**Requirement:** What is needed is an exact repeat of the entries, with no pictures in it.

====== Study material

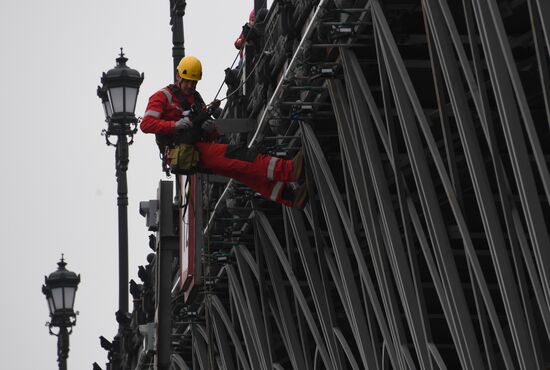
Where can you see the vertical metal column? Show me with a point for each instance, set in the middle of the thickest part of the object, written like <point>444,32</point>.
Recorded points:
<point>177,11</point>
<point>121,157</point>
<point>168,244</point>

============

**Task answer:**
Where can you see the vertical metal column? Show me with a point for each instance, set in the middle of the thickest part of the object, written like <point>444,32</point>.
Recorded points:
<point>177,11</point>
<point>121,157</point>
<point>168,244</point>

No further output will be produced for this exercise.